• _AIM OF THE EXERCISE_
All entries below need to be written out exactly, but without their pictures.
***
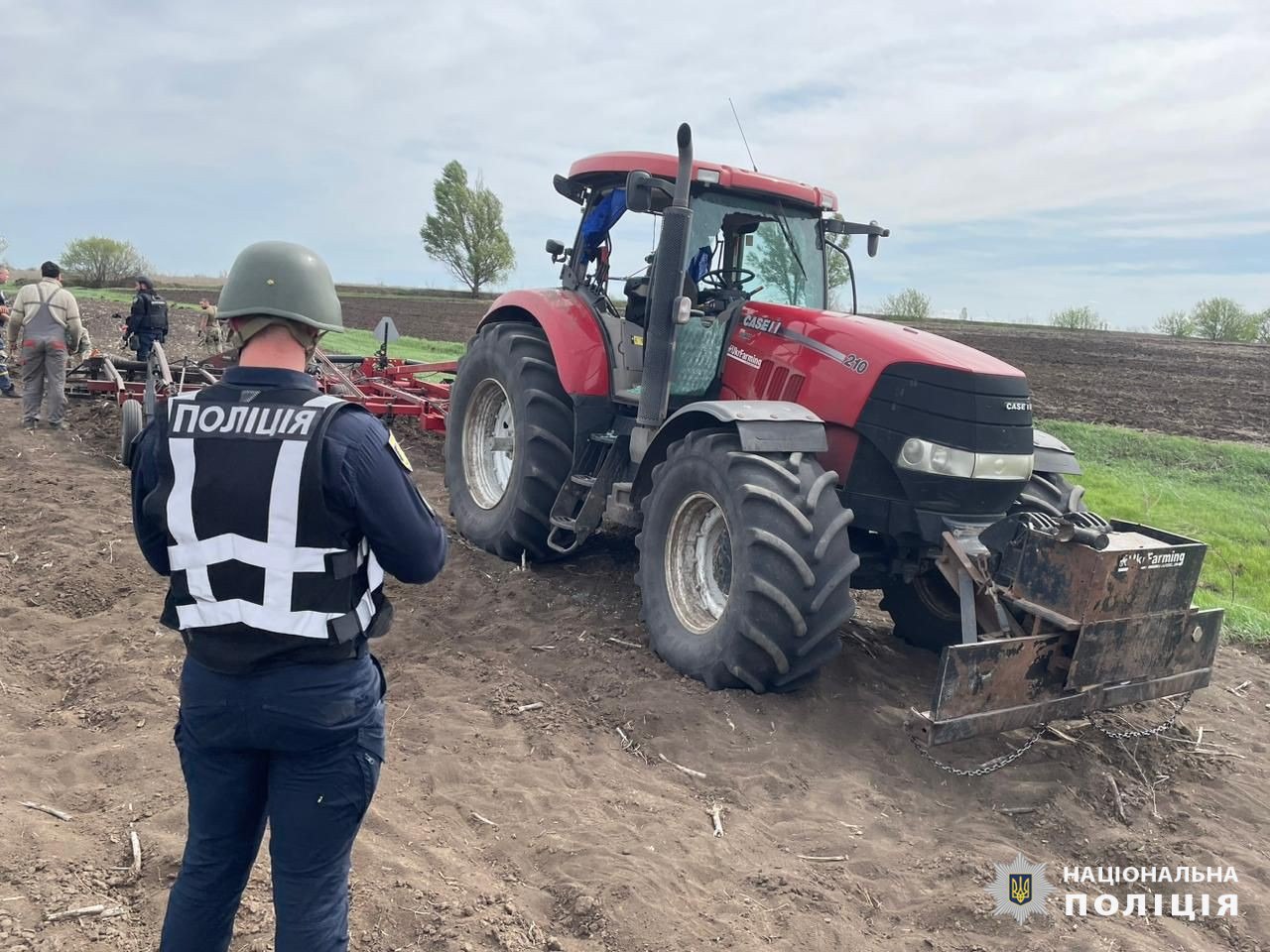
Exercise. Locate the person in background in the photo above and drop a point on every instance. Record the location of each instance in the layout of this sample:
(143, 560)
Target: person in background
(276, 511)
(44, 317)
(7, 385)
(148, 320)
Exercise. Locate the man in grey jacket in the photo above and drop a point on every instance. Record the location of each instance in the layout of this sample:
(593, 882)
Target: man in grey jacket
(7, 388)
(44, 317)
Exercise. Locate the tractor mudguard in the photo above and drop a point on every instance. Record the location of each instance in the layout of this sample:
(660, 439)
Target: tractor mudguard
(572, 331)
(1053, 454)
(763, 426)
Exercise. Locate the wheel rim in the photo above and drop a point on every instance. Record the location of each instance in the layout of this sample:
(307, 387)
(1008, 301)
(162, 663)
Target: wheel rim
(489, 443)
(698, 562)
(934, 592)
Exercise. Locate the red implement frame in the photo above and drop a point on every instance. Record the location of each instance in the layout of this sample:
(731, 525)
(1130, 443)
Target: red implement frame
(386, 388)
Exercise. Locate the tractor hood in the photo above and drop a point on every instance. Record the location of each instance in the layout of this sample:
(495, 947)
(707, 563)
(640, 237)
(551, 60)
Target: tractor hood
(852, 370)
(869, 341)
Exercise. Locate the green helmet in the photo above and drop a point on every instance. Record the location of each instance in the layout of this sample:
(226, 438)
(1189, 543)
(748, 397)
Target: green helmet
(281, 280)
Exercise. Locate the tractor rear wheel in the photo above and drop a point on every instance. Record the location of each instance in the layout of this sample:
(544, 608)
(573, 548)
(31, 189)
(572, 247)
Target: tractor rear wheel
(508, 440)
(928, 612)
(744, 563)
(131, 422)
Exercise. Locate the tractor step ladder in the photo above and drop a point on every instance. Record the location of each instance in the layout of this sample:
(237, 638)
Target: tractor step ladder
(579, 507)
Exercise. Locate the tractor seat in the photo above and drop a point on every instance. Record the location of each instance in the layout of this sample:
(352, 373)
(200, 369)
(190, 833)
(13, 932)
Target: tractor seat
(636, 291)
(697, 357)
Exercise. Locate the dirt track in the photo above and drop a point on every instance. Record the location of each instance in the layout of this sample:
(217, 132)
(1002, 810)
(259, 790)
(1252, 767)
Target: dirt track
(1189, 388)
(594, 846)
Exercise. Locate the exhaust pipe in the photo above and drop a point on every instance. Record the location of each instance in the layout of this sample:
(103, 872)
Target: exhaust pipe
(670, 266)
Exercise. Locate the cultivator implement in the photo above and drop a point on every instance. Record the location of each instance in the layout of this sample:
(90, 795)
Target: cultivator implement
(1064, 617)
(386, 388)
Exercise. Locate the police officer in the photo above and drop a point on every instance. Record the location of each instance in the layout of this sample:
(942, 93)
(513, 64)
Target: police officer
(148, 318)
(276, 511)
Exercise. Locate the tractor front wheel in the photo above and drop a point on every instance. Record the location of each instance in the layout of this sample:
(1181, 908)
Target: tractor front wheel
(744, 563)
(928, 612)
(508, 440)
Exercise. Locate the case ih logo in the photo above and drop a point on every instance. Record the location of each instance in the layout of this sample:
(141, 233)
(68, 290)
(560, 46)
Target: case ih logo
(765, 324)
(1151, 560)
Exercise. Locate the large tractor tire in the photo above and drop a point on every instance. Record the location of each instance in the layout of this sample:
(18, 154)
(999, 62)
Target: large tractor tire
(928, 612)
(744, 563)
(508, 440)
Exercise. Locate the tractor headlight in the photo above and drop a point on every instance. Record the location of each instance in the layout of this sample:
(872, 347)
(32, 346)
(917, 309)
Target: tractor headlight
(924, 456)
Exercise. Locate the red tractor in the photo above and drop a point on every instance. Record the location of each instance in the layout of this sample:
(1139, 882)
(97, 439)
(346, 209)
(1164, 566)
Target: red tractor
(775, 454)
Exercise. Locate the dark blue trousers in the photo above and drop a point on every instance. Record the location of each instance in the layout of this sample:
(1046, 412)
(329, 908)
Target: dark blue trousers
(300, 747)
***
• _ANSWER TO THE EXERCISE_
Exercise. Locate the person in background in the photo above and drop a point on every instance. Record the location of each instance in the layout of this sample:
(143, 560)
Target: person in background
(276, 511)
(44, 317)
(7, 385)
(148, 320)
Exercise. Locate the man in grey jacket in the photo above and drop a point on every instance. Record the location of each instance in the layout of this sample:
(593, 882)
Target: man in grey jacket
(7, 388)
(44, 317)
Exercise. Locate the tractor mudguard in the photo above and drop a point on every instance. Record the location of each instance in the layout of this sample:
(660, 439)
Target: tractor mudguard
(572, 331)
(1053, 454)
(763, 426)
Exercise. Locate the wheel rim in the photo above and drop a point on every instance. Record the location of each instance in the layout of this sample:
(307, 387)
(1008, 301)
(162, 663)
Target: wheel rim
(489, 443)
(698, 562)
(934, 592)
Exercise. Locate the red implement frame in the photo above and drop a point on every instance. Record the location of each instance in the layout of this sample:
(731, 525)
(1130, 443)
Target: red implement frame
(386, 388)
Exercise. Locate the tractor hood in the photo above and drop a point on every instance. Record the location of each instance in the layout of this sample:
(495, 947)
(707, 563)
(640, 237)
(551, 60)
Target: tractor hood
(852, 370)
(869, 341)
Exercise. Locate the green helmet in the photo above and drop a point on every instance. Record the location of each instance in the layout of this sample:
(226, 438)
(1189, 543)
(748, 397)
Target: green helmet
(281, 280)
Exercise. Locate the tractor rear wheel in the photo above and drop a point on every instance. Record the location of each instance in the layout of this sample:
(544, 608)
(573, 548)
(31, 189)
(572, 247)
Target: tractor rear wheel
(508, 440)
(928, 612)
(744, 563)
(131, 422)
Exercise. Locate the tractor step ladder in the photo above and drop a point on every instance. Record the location of each instance in the layout of this sample:
(237, 638)
Target: tractor step ladder
(579, 507)
Exercise. Locate the tractor seat in the photo above and drop a point on every instance. Record the location of each instance in the layout of this sample:
(352, 373)
(200, 369)
(190, 833)
(13, 932)
Target: tractor seat
(636, 291)
(697, 357)
Exercise. Locate the dirt track in the photo above and drop a point on every instance. Record the location of each instance in the layout of this sample:
(217, 132)
(1002, 810)
(259, 790)
(1252, 767)
Target: dirt track
(1189, 388)
(594, 846)
Exercise. Locate the exhaust pipe in the photo above and drop a point on every instance. Record the location of each instance in the layout of this sample:
(103, 872)
Target: exhaust pipe
(670, 266)
Exercise. Locate the cultivator implement in the photo above and drop a point on every instance. Record the location of each instance in the layout of this sample:
(90, 795)
Target: cultivator implement
(1064, 617)
(386, 388)
Exercise. Locate the police officer in the photo above and drop a point on every instance. Record the location of each instance in the layout of this sample:
(942, 93)
(513, 64)
Target: police officer
(148, 318)
(276, 511)
Exercise. Locate the tractor front wheel in the photo above and drop a point on every instance. Record the location of each instance in the layout of this sample:
(1181, 908)
Target: tractor front wheel
(744, 563)
(928, 612)
(508, 440)
Exercise. Locate the case ih logo in the photo above and drop a point on every instance. Record the location of each instance in the layout of this sample:
(141, 233)
(68, 290)
(560, 46)
Target: case ih logo
(765, 324)
(1151, 560)
Exercise. Locate the large tractor tire in the photo above and drop a point on every instance. Record the location of each instance in the layout of this sample:
(18, 154)
(999, 62)
Target: large tractor tire
(928, 612)
(744, 563)
(508, 440)
Exercise. Locate the tractor headlight in the photo above and drop a point on every instance. Record the location of each instance in the layout of this sample:
(872, 347)
(32, 346)
(917, 309)
Target: tractor headlight
(924, 456)
Exercise. Locate the red tractor in the photo above and drop a point on every instance. Record the location of each instance in the layout of this sample:
(1139, 882)
(97, 439)
(346, 209)
(1164, 566)
Target: red tractor
(775, 454)
Exercise. Locate the dark blue trousers in the photo above and drop a point on every instance. Record the location of each instance in the layout of this sample:
(1046, 412)
(329, 908)
Target: dark blue trousers
(300, 747)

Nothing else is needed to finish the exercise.